— Stated problem —
Write out all of the records again with "photo above" swapped for "image above" wherever it appears, changing nothing else, and leave the pictures out.

--- START OF Dataset entries ---

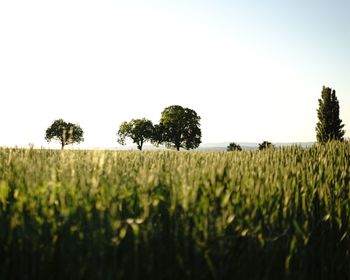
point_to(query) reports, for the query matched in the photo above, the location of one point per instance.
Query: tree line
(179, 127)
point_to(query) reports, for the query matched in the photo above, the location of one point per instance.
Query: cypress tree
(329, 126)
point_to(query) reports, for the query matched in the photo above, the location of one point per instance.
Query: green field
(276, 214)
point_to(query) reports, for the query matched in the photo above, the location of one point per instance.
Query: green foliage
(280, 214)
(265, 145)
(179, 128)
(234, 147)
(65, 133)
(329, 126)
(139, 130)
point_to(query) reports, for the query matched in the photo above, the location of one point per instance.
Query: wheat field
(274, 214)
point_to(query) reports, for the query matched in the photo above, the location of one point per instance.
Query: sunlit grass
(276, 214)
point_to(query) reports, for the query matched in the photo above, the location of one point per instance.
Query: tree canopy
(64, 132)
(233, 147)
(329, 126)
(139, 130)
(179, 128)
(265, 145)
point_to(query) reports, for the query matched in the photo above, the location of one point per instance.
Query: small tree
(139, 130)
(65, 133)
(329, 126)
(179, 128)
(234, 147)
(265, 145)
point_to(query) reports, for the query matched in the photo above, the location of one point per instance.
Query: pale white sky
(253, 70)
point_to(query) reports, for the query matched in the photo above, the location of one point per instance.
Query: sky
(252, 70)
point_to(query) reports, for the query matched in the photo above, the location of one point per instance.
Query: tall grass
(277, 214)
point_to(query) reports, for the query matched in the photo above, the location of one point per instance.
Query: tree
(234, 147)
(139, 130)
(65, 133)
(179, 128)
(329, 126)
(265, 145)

--- END OF Dataset entries ---

— Task output —
point_to(query) reports, for the query matched in the image above, the location of one point per instance.
Query: tree line
(179, 127)
point_to(query) reports, for the query matched in the image above, the location of one point per instance.
Query: cypress tree
(329, 126)
point_to(query) reports, for the query matched in the image above, the location of one point per instance.
Query: green field
(276, 214)
point_to(query) reports, for the query matched in the image above, the location of one point per instance.
Query: green foliage
(280, 214)
(265, 145)
(179, 128)
(234, 147)
(65, 133)
(329, 126)
(139, 130)
point_to(query) reports, for the query matched in the image above, the location of one point per instance.
Query: wheat field
(274, 214)
point_to(query) reports, for the query matched in the image above, the location of one point per instance.
Query: sunlit grass
(276, 214)
point_to(query) reports, for the query matched in the image above, the location of one point per instance.
Query: tree canopy
(64, 132)
(233, 147)
(329, 126)
(139, 130)
(179, 128)
(265, 145)
point_to(query) reports, for the query matched in the image above, the location of one point per instance.
Query: small tree
(139, 130)
(65, 133)
(329, 126)
(179, 128)
(234, 147)
(265, 145)
point_to(query) reports, for the query matched in the image above, the location of one point per instance.
Query: pale white sky
(253, 70)
point_to(query) reports, for the query matched in the image above, the location of one point per instance.
Query: sky
(252, 70)
point_to(query) reports, for the query matched in the image above, the location of one point per instance.
Query: tall grass
(277, 214)
point_to(query) reports, for the query matched in the image above, the location of one point per instance.
Query: tree
(234, 147)
(139, 130)
(65, 133)
(179, 128)
(329, 126)
(265, 145)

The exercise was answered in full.